*Written problem*:
Lines before the one containing "the red engine" are excluded; print that line and every line after it through the end of the material below, exactly.

Recorded data

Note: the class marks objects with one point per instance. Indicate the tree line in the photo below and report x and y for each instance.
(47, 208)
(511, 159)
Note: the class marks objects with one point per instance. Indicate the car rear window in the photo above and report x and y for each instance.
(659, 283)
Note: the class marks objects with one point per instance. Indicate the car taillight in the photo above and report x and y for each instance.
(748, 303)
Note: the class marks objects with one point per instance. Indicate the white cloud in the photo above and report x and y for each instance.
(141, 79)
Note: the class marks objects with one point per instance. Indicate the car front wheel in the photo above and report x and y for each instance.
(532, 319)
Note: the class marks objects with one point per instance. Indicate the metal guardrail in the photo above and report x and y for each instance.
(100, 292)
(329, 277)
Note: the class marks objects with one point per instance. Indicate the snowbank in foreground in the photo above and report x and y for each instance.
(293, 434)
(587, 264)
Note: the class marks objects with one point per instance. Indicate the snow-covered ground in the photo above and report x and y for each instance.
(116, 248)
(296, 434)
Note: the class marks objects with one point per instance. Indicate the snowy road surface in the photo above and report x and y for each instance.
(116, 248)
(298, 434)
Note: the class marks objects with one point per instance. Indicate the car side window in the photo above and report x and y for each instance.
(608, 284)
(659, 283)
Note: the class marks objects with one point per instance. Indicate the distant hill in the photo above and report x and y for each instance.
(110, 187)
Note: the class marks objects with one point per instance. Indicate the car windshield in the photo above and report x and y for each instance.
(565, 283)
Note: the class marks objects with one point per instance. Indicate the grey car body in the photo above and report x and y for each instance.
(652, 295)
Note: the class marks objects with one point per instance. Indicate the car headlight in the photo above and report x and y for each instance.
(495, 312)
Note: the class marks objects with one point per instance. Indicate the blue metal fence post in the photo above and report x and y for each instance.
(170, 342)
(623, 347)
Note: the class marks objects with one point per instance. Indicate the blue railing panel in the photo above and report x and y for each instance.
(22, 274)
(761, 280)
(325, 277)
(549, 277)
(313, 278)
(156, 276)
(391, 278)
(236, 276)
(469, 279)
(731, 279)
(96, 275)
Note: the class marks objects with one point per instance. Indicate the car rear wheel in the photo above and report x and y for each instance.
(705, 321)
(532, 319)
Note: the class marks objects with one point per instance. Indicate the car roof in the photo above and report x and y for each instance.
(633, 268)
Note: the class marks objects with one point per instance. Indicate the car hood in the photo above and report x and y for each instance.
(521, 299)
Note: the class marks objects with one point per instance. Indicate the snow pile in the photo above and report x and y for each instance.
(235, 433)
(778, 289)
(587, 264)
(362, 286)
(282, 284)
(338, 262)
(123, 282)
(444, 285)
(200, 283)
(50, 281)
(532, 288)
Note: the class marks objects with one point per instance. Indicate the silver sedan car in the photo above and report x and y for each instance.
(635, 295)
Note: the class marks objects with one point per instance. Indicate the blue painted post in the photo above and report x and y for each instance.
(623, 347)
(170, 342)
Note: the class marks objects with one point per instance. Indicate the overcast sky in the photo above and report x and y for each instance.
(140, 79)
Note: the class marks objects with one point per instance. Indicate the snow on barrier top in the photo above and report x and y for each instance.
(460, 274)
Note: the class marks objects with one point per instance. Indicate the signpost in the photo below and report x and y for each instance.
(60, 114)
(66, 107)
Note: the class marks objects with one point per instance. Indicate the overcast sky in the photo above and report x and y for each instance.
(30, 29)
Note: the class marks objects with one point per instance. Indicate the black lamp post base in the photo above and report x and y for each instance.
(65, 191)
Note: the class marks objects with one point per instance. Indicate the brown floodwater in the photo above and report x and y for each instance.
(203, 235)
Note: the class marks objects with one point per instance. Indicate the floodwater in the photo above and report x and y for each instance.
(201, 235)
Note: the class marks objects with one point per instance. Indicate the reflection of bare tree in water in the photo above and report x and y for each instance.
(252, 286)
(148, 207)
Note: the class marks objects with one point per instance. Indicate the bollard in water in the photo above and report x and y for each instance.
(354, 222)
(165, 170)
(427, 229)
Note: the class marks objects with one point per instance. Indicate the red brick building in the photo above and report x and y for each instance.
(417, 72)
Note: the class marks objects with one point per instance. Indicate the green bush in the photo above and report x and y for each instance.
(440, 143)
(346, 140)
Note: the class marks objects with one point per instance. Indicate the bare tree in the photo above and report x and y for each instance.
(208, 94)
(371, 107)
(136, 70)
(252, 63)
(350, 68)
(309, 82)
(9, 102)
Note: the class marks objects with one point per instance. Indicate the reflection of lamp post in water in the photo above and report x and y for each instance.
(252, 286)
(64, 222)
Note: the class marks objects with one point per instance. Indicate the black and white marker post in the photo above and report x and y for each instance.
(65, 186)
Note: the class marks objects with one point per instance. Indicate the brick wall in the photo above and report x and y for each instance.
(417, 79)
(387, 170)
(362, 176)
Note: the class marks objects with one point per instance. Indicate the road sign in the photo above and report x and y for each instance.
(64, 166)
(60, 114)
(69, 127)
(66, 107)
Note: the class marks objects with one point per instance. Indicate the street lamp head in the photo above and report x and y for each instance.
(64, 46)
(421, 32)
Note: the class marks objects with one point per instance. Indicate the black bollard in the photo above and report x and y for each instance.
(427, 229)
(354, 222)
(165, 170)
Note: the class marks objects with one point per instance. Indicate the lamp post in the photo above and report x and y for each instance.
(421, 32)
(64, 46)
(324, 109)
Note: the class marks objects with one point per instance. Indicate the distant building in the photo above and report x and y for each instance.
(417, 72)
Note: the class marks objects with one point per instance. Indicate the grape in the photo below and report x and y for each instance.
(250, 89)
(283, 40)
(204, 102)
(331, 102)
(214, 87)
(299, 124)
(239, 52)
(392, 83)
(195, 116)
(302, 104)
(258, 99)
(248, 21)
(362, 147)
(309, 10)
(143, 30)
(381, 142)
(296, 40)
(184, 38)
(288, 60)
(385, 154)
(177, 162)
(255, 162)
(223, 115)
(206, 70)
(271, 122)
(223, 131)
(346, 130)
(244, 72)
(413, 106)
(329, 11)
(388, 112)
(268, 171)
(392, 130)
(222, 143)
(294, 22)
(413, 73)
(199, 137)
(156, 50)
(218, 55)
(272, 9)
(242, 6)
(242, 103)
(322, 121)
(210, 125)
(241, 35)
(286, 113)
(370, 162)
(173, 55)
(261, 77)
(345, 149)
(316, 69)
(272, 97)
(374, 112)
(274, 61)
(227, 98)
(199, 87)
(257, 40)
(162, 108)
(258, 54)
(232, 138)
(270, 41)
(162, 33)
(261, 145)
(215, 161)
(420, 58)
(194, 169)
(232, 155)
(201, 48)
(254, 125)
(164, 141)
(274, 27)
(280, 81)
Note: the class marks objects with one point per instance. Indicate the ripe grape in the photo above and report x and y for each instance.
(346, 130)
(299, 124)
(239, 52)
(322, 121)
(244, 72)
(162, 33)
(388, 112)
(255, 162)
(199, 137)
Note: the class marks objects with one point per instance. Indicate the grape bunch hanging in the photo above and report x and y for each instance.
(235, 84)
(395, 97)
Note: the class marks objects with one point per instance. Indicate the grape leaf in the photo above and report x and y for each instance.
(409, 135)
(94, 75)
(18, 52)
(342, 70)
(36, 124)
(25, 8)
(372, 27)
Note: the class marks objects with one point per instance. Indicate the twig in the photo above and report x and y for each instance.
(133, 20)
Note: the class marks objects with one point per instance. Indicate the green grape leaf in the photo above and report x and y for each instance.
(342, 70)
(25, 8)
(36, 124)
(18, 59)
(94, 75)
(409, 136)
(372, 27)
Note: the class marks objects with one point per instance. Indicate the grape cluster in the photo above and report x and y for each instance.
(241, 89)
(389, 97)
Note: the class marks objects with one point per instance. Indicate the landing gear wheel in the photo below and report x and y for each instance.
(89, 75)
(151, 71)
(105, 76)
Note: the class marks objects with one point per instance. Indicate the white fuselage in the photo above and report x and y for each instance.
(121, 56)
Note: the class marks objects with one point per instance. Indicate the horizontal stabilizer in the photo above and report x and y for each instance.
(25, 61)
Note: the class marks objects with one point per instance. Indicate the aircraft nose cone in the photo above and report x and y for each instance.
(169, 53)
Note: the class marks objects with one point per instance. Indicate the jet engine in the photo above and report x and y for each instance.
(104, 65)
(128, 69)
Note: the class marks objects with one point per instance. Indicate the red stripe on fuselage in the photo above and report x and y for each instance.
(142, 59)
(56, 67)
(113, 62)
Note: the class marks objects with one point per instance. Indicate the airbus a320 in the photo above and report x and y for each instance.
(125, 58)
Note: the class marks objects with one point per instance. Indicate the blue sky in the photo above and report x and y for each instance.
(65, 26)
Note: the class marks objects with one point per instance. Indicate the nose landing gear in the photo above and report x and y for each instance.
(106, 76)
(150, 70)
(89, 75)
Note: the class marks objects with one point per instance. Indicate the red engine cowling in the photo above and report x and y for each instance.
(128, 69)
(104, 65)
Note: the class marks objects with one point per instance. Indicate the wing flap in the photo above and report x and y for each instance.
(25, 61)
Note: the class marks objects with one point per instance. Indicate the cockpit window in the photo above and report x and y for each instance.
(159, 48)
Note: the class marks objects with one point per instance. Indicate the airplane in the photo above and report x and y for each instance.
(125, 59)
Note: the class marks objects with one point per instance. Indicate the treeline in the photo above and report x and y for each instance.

*Task output*:
Note: the class marks objects with one point per instance. Indicate the red engine cowling in the photo above and report x and y for each instance.
(128, 69)
(104, 65)
Note: the class marks objects with one point per instance. Indicate the wing flap in the photo above and report x and y for each instance.
(25, 61)
Note: the class marks objects with one point per instance. Indicate the cockpit window in the photo above and report x and y for each instance.
(159, 48)
Note: the class marks objects with one point per instance. Indicate the airplane in the photo above and report x and y for each instance.
(125, 59)
Note: the class marks objects with one point per instance. Indicate the treeline in the photo above and report x and y for each instance.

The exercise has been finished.